### Source text
□ □ □ □
Bevy Code Organization

These are a collection of observations I've found while reading other Bevy projects and building my own.

You can find an example of how I like to organize my games at the Bevy Starter repo.

Don't put your logic inside main.rs

When we run cargo new pong, cargo creates a basic project structure for us. Within the src folder there are two particularly special files:

1. main.rs - the entrypoint for the binary executable
2. lib.rs - the entrypoint for our reusable library code

If you have one, or both of these files, cargo build and cargo release will do different things:

When cargo detects the main.rs file it will compile your project as a binary crate, as opposed to a library. This means people don't have to have Rust installed to play our game, they just run the executable.

When cargo detects lib.rs it will compile your project as a library crate which produces a .rlib file that other crates (or our own) can link to and use.

If cargo detects both then you will have a binary crate in addition to your library files. The executable will be still be run-able without rust, and part of that executable can use your library files.

// src/main.rs
use bevy::prelude::*;
use crate::plugins::*;

fn main() {
  let app = App::new().add_plugins((
    DefaultPlugins,
    AppPlugin,
    window::plugin,
  ));

  // Enable dev tools for dev builds.
  #[cfg(feature = "dev")]
  app.add_plugins((
    dev_tools::plugin,
    debug::plugin
  ));

  app.run();
}

Instead of placing any logic inside our main file, we move the responsibility to our own plugin in lib.rs called the AppPlugin.
□ □ □ □
### Data listing
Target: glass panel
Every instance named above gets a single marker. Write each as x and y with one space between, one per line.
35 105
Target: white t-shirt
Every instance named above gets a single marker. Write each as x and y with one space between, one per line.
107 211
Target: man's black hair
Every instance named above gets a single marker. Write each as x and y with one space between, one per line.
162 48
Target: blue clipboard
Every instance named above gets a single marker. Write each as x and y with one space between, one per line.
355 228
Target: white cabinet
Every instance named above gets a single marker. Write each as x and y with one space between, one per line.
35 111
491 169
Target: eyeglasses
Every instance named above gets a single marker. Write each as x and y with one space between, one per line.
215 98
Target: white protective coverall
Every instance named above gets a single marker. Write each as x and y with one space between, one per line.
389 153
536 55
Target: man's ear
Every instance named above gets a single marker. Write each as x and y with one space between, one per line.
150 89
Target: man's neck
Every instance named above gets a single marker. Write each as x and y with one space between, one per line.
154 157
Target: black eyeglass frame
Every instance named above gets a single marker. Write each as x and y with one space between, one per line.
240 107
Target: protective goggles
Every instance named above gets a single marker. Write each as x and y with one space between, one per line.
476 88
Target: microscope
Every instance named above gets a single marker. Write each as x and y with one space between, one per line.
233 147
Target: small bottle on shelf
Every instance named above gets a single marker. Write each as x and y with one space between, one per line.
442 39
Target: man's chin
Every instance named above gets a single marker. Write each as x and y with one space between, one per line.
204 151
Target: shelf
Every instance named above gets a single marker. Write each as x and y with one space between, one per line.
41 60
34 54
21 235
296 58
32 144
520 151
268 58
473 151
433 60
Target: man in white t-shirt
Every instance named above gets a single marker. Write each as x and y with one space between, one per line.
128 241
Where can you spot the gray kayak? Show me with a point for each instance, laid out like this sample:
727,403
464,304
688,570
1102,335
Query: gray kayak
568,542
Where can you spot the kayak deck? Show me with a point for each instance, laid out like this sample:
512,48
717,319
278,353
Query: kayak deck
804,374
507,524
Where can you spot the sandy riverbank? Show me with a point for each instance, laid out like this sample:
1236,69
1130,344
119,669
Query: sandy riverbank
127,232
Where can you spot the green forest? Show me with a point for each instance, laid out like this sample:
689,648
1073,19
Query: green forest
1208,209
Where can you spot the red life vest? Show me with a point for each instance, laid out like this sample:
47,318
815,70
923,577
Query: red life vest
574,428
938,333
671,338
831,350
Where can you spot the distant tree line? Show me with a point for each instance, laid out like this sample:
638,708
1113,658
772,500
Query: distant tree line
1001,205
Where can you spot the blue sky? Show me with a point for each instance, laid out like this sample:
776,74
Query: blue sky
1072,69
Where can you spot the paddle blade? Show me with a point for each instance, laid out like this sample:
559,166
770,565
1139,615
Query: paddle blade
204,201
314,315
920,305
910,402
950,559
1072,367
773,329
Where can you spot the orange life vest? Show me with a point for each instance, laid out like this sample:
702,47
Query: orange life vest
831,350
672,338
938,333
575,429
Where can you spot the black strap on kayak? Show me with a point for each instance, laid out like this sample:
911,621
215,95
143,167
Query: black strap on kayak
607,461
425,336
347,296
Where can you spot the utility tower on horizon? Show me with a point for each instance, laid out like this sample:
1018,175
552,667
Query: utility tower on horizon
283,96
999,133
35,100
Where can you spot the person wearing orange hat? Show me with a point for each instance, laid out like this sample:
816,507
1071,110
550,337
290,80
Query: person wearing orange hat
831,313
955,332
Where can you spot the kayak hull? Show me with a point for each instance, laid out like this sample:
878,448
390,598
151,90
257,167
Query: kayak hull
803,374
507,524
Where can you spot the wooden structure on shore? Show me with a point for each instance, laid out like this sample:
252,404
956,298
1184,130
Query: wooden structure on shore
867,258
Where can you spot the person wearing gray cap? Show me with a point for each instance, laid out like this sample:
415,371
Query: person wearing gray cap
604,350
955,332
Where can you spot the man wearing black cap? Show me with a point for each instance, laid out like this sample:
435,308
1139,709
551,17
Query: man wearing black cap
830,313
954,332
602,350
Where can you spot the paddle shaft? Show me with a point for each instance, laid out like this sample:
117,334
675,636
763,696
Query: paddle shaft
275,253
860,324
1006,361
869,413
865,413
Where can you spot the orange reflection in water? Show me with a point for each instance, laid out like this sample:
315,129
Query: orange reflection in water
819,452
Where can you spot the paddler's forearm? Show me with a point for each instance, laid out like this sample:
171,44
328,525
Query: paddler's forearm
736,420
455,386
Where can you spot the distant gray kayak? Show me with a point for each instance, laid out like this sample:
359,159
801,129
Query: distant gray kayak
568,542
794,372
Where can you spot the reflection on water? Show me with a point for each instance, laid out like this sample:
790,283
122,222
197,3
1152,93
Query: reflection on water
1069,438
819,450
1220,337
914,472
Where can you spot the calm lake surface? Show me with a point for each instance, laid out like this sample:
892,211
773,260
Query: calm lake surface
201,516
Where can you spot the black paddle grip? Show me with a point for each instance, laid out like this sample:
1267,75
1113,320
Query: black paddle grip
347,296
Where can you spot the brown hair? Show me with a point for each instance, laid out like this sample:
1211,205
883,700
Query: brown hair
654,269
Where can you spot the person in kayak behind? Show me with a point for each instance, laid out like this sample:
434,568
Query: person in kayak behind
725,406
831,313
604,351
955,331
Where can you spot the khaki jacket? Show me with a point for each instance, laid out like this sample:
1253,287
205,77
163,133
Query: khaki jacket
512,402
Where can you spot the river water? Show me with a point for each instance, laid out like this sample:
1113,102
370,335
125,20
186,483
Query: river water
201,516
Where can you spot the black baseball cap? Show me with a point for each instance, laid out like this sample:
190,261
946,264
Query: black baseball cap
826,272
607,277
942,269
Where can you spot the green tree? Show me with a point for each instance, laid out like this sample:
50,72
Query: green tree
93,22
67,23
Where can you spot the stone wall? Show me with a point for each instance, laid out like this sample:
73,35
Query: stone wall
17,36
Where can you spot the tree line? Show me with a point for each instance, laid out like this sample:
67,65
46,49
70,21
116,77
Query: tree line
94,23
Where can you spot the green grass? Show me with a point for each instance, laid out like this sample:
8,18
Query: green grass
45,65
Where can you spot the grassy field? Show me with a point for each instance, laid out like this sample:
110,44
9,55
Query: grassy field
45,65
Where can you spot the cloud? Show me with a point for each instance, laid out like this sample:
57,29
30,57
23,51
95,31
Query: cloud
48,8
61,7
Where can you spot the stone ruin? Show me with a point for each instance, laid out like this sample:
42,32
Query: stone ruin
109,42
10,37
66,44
□ □ □ □
### Brief 1
Reproduce everything in the Bevy code organization text from "These are a" down to "Bevy Starter repo.", changing "observations" to "notes".
### Brief 2
According to the Bevy code organization text, what kind of file does a library crate produce when cargo detects lib.rs?

### Worked answer 1
These are a collection of notes I've found while reading other Bevy projects and building my own.

You can find an example of how I like to organize my games at the Bevy Starter repo.

### Worked answer 2
A .rlib file that other crates can link to and use.